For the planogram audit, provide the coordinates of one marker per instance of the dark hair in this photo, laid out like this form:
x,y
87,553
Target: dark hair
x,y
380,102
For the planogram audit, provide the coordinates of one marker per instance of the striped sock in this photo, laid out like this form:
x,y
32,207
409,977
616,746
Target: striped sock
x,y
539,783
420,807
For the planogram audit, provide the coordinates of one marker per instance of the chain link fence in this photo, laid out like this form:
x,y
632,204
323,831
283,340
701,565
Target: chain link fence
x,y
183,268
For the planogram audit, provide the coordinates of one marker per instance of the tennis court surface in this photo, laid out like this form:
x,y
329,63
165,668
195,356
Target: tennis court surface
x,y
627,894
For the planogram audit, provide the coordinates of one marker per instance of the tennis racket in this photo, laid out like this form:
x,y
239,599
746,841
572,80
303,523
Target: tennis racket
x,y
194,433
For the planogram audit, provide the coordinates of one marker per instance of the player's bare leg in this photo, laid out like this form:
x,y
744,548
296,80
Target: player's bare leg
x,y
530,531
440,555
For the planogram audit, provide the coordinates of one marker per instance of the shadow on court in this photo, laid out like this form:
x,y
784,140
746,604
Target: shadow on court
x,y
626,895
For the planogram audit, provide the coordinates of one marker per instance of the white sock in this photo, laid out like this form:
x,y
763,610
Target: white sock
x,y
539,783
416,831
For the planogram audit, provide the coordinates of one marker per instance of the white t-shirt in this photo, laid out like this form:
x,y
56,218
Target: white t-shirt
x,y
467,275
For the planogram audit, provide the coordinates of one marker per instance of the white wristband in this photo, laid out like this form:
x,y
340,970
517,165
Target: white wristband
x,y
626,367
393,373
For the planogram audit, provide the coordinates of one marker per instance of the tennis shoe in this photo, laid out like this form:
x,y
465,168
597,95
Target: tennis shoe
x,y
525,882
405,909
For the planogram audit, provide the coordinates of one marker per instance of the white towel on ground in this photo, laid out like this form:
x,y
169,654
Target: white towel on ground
==
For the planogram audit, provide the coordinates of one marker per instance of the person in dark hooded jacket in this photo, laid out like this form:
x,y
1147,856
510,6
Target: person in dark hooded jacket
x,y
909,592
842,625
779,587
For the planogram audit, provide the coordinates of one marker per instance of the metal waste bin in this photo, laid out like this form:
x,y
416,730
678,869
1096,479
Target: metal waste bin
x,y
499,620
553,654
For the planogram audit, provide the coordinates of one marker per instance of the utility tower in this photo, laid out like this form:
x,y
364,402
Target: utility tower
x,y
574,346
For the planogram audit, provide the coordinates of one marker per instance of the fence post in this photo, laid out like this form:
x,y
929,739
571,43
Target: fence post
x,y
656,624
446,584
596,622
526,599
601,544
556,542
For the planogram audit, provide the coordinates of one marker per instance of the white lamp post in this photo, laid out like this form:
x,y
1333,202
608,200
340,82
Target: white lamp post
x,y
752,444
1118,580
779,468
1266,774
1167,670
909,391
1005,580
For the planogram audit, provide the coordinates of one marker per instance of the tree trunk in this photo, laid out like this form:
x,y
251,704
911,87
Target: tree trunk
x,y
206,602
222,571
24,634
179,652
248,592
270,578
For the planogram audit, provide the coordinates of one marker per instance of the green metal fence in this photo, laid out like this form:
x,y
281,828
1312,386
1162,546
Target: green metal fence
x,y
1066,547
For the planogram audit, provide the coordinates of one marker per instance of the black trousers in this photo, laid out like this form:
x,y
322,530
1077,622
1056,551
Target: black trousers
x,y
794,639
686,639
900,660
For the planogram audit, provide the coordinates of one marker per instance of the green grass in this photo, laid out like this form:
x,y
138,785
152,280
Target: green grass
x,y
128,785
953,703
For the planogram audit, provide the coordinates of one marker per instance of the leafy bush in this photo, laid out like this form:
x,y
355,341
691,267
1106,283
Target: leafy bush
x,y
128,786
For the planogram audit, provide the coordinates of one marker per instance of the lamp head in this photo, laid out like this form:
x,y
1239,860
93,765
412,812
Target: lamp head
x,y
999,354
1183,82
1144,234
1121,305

> _Exercise instructions_: Please give back, exactly as it stands above, the stretch from the line with "the tennis racket" through the line with "Target: white towel on ground", and no line outside it.

> _Answer for this exercise_:
For the planogram audit, provide the coordinates of one marker per instance of the tennis racket in this photo, laid out like this form:
x,y
239,599
746,841
572,80
303,523
Target: tennis racket
x,y
194,433
For the planogram audit, provide the coordinates of one marker per instance of the player's bare leg in this photo, laid out like this form:
x,y
744,548
296,80
Target: player's bare leg
x,y
530,531
440,555
For the planogram audit, provide the coordinates of one marker per instance of the shadow on court in this photo, laid out like this form:
x,y
784,140
746,604
Target: shadow on court
x,y
626,895
For the planogram audit, provide the coordinates of one marker per instance of the white sock in this photo, laid out like this form:
x,y
763,610
Target: white sock
x,y
539,783
416,831
For the planogram audit, provide the coordinates of one marker per instance of the white t-shirt in this photo, laid out like this form:
x,y
56,218
Target: white t-shirt
x,y
467,275
For the planogram audit, provide the coordinates of one marker per instance of the white wristband in this photo, laid out like this form:
x,y
340,970
517,165
Target: white wristband
x,y
626,367
393,373
For the planogram audit, provide the coordinates of one marker per instance of the tennis shoe in this photo, laid out like this form:
x,y
465,168
597,95
Target: tennis shoe
x,y
525,882
405,909
For the planogram audit, provide the coordinates of one marker per instance of the white towel on ground in this photo, laid out like this form:
x,y
169,654
Target: white towel on ground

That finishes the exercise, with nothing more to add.